Excerpts from a dataset
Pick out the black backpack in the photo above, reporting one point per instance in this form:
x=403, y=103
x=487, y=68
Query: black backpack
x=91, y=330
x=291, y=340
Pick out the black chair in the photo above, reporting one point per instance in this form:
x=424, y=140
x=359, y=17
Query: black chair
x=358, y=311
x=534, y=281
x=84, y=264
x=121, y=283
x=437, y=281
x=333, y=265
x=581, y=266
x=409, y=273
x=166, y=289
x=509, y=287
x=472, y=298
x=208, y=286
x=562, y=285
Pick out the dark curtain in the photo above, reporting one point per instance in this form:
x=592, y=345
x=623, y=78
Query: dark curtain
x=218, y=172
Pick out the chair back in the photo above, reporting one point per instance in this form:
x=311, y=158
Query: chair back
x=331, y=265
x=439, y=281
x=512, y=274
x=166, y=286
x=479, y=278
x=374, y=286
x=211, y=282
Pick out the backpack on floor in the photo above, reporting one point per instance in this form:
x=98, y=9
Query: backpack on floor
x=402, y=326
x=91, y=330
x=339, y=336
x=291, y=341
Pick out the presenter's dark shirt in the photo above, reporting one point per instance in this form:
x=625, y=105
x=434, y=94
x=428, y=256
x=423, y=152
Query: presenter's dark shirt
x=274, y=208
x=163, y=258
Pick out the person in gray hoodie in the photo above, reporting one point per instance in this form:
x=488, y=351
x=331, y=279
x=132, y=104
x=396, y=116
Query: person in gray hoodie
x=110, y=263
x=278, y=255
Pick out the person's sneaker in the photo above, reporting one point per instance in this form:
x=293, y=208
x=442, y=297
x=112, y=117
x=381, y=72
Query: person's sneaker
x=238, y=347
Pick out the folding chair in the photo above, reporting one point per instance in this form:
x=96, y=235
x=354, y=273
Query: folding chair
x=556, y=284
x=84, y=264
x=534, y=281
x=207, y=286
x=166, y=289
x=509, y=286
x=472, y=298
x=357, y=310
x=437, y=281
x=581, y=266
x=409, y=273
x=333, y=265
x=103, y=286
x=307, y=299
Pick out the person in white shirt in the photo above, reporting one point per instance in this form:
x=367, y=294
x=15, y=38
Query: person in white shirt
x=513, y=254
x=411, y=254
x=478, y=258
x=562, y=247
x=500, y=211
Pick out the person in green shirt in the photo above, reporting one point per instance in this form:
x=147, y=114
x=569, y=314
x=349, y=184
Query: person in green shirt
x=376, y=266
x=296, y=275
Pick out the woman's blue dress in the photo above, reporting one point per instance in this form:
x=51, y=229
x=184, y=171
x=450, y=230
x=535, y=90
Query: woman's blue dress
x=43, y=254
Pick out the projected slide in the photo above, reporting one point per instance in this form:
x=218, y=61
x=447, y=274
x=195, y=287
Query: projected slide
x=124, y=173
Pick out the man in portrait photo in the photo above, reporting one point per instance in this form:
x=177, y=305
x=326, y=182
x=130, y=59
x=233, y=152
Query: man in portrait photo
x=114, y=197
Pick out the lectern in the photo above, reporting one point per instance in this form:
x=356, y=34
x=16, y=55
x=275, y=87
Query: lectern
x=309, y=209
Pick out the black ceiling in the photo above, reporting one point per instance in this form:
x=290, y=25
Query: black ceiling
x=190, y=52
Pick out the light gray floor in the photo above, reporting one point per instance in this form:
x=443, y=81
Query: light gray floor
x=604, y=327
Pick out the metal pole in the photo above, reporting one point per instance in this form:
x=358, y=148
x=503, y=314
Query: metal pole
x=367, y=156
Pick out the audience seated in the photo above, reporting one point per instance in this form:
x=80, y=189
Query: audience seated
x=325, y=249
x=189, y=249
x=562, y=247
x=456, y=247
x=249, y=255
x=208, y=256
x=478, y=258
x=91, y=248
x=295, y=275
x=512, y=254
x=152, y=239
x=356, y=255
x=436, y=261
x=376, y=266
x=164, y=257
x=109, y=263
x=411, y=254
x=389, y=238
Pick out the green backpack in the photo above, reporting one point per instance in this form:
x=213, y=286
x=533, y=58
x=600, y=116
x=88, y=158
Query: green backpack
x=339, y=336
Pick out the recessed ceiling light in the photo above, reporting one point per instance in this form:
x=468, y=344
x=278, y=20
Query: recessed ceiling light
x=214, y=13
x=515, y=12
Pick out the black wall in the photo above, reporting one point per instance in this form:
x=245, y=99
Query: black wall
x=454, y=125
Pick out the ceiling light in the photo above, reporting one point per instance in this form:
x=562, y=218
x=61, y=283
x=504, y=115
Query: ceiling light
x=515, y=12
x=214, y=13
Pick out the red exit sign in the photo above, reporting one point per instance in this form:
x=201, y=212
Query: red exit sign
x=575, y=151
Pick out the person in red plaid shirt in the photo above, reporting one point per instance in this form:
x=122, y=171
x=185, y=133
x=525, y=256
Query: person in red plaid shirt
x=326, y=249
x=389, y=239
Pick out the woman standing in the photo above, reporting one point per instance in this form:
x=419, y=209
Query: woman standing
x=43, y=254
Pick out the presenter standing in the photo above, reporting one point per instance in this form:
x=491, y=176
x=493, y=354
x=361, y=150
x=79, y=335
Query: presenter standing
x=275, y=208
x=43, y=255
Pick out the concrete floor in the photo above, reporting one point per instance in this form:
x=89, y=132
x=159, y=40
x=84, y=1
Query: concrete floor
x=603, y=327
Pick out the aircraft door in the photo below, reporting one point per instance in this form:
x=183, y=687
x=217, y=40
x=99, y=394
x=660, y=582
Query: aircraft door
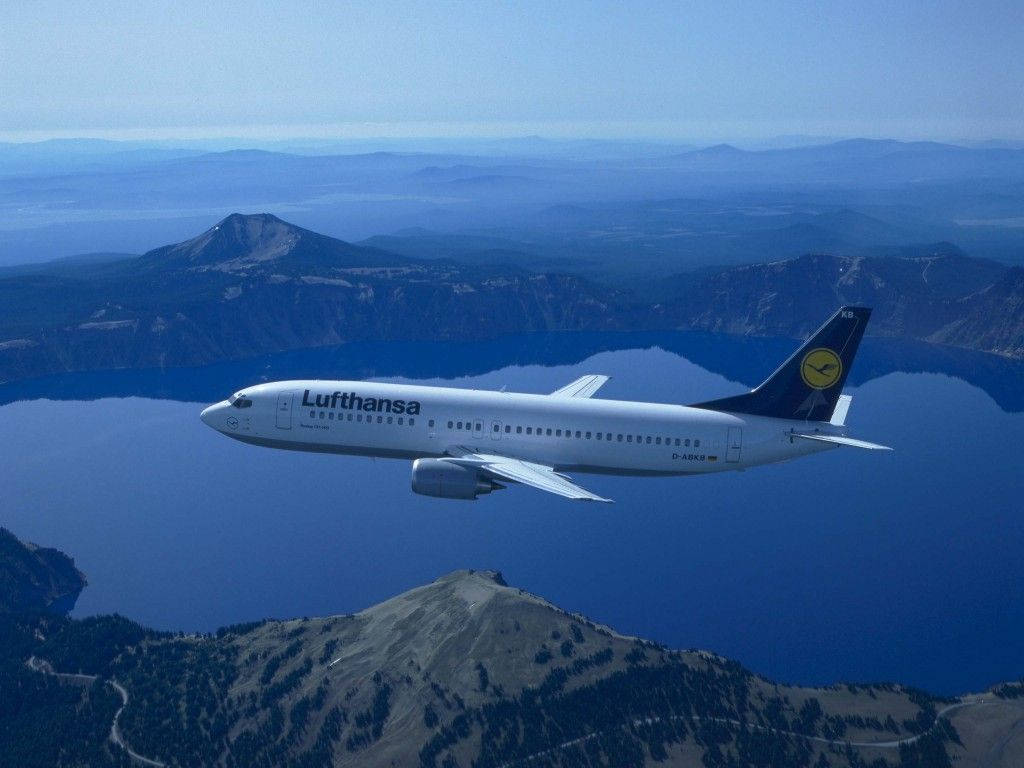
x=285, y=402
x=733, y=444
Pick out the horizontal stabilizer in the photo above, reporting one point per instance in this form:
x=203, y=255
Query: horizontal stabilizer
x=840, y=440
x=585, y=386
x=842, y=409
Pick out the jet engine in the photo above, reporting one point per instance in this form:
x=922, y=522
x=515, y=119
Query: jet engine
x=446, y=480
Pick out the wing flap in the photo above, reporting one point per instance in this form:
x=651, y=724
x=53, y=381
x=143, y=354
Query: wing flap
x=840, y=440
x=537, y=475
x=585, y=386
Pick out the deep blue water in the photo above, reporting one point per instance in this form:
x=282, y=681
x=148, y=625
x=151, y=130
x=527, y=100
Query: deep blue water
x=849, y=565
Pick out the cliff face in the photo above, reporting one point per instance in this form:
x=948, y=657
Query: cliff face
x=946, y=298
x=256, y=285
x=35, y=578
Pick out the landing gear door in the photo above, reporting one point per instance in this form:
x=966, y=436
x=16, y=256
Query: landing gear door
x=734, y=443
x=285, y=404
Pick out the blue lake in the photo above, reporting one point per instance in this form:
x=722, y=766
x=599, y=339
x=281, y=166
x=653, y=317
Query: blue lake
x=848, y=565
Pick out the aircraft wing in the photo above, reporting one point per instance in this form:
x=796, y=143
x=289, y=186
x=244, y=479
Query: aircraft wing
x=585, y=386
x=840, y=440
x=539, y=476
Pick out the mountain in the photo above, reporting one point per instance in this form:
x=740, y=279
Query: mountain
x=944, y=297
x=35, y=578
x=256, y=285
x=466, y=671
x=1004, y=301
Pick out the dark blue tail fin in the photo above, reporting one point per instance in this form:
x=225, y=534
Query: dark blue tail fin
x=808, y=384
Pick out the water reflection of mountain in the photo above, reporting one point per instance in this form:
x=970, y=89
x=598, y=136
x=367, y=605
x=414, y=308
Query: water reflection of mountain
x=745, y=359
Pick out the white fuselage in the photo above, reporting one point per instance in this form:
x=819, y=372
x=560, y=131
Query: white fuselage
x=580, y=434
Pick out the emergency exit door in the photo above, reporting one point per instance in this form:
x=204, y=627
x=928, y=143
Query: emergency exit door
x=285, y=410
x=734, y=443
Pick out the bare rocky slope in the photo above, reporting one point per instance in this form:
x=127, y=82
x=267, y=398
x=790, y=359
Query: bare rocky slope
x=469, y=672
x=256, y=285
x=36, y=578
x=465, y=671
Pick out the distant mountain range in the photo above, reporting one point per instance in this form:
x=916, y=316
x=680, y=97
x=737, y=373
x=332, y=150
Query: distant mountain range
x=254, y=285
x=466, y=671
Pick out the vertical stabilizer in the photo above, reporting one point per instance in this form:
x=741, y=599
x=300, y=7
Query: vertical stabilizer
x=809, y=384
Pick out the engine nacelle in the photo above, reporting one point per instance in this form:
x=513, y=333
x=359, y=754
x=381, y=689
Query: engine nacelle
x=446, y=480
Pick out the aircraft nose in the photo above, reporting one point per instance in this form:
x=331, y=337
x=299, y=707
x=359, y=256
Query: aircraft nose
x=210, y=415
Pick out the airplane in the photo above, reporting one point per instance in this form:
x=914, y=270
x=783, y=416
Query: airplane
x=467, y=442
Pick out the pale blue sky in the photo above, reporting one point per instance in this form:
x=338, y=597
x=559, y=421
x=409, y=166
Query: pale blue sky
x=664, y=70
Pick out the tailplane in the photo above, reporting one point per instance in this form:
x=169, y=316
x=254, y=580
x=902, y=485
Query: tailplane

-- DIRECTIONS --
When you reach the line holding "x=443, y=81" in the records above, begin reproducing exactly, stop after the line holding "x=278, y=20", and output nothing else.

-- OUTPUT --
x=443, y=81
Query: light gray floor
x=604, y=327
Pick out the metal pole in the photo above, reporting one point per instance in this form:
x=358, y=148
x=503, y=314
Query: metal pole
x=367, y=156
Pick out the audience seated in the photo above, reporting one point per instance in this form:
x=80, y=189
Query: audience seated
x=325, y=249
x=189, y=249
x=562, y=247
x=456, y=247
x=249, y=255
x=208, y=256
x=478, y=258
x=91, y=248
x=295, y=275
x=512, y=254
x=152, y=239
x=356, y=255
x=436, y=261
x=376, y=266
x=164, y=257
x=109, y=263
x=411, y=254
x=389, y=238
Pick out the green backpack in the photo above, reporting one point per instance in this form:
x=213, y=286
x=533, y=58
x=600, y=116
x=88, y=158
Query: green backpack
x=339, y=336
Pick out the recessed ceiling light in the photo above, reporting one point per instance in this form:
x=468, y=344
x=278, y=20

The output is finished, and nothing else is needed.